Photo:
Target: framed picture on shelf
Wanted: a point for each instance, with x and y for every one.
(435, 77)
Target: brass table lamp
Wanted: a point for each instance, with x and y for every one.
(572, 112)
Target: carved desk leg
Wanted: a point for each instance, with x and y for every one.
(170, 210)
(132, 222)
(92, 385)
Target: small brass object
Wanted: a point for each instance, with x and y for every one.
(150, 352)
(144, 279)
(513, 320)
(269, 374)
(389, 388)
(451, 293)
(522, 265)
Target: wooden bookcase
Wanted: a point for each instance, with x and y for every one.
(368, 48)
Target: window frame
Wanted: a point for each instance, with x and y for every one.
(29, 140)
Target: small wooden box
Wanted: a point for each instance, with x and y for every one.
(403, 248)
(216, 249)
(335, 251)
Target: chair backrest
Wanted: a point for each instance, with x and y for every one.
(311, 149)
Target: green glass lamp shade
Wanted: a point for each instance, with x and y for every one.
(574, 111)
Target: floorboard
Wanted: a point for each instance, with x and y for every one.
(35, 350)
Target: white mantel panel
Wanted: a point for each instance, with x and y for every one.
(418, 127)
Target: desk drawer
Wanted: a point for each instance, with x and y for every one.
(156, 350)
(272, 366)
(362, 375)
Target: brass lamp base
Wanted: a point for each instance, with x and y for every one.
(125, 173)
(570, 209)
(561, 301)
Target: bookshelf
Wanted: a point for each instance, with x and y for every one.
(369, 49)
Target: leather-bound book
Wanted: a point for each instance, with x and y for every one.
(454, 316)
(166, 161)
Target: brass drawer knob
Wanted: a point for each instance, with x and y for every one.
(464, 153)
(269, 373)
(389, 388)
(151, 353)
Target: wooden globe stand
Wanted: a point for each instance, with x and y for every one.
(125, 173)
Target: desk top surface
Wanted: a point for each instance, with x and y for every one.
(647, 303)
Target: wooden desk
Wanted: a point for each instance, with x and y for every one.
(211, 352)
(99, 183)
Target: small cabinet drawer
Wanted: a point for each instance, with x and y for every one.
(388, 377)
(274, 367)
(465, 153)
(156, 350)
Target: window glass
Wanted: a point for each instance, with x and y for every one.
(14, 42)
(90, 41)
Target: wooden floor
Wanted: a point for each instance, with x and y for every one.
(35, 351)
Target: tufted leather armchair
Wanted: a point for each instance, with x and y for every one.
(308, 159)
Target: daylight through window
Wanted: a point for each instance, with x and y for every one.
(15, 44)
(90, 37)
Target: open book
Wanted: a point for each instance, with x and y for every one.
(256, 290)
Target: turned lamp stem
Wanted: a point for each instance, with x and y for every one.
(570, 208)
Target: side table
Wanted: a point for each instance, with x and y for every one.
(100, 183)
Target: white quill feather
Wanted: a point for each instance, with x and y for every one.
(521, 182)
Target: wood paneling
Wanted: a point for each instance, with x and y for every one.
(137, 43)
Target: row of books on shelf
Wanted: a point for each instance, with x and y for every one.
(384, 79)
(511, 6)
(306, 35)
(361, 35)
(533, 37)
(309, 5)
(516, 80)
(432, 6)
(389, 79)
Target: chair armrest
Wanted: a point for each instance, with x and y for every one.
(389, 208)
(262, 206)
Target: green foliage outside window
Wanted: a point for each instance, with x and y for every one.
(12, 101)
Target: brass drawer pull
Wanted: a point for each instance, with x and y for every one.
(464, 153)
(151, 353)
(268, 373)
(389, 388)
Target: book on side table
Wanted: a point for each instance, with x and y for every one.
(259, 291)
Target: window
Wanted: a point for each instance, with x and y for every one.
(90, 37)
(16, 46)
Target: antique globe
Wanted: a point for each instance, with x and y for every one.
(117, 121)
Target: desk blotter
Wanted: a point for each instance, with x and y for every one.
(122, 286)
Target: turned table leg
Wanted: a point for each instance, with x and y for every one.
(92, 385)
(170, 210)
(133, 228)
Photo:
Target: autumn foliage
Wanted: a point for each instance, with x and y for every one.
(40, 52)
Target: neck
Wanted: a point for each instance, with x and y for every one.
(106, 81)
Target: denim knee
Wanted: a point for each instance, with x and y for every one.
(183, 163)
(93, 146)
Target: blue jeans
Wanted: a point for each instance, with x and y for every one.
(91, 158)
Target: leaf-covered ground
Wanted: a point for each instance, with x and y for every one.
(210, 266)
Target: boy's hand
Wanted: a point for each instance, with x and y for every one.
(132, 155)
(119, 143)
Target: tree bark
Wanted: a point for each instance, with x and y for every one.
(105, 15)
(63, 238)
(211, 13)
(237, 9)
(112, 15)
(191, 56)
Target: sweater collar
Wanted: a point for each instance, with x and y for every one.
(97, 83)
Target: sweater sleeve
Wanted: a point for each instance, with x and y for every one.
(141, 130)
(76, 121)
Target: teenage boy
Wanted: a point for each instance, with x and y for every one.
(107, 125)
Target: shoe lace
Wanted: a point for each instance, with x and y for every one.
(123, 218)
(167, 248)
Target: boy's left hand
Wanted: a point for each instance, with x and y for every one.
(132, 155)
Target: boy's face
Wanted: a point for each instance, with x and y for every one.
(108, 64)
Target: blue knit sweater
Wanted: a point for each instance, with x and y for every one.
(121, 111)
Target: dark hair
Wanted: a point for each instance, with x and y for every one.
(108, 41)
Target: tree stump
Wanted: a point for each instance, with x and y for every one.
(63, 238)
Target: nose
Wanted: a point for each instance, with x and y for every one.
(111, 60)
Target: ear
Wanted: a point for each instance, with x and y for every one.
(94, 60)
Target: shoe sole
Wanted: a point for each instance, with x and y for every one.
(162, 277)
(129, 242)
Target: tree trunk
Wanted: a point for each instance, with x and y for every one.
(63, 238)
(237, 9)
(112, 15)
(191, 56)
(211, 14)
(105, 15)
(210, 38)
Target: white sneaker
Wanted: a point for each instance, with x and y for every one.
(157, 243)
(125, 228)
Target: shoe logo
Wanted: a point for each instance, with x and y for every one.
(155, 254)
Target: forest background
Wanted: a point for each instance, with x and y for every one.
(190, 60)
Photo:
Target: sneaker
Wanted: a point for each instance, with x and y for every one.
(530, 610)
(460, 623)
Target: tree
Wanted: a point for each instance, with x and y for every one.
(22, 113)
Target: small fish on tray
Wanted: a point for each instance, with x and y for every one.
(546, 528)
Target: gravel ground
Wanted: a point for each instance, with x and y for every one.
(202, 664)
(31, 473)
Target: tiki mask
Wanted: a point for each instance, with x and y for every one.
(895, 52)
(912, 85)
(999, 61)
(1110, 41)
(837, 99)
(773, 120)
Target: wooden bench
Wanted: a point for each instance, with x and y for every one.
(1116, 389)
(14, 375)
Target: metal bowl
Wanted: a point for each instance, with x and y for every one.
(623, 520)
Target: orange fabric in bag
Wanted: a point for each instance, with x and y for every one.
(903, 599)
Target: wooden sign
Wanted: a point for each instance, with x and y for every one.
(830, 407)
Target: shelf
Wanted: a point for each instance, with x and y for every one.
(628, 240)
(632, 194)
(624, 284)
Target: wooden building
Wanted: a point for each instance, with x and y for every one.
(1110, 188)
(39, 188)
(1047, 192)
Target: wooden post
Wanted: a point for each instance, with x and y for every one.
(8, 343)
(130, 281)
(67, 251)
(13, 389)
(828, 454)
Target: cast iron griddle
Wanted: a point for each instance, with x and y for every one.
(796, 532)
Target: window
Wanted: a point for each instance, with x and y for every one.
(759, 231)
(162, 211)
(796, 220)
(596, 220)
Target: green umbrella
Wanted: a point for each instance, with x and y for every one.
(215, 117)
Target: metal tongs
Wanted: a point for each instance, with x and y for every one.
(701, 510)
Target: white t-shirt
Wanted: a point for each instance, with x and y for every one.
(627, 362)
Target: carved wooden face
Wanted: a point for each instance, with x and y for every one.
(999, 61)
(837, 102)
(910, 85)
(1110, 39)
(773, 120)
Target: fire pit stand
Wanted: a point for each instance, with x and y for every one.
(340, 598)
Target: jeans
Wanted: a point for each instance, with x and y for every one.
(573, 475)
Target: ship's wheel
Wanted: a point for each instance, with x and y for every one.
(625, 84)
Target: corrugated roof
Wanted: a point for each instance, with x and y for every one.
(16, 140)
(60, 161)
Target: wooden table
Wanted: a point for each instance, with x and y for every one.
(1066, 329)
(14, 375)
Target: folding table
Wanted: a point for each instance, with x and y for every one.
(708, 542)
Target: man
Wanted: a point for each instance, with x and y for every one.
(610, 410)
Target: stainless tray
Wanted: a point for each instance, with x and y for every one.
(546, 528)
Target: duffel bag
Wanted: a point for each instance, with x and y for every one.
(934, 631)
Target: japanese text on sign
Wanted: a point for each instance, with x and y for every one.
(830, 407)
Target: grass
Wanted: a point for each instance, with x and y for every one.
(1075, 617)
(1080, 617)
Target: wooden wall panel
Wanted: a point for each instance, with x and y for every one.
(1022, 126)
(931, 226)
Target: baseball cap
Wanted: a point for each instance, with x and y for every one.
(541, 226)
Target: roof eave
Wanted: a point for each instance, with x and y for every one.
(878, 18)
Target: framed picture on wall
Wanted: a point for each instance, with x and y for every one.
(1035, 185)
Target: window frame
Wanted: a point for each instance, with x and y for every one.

#####

Using the material above, report each line where "window" occurs.

Target: window frame
Target: window glass
Target: daylight through window
Target: green foliage outside window
Target: window
Target: window
Target: window frame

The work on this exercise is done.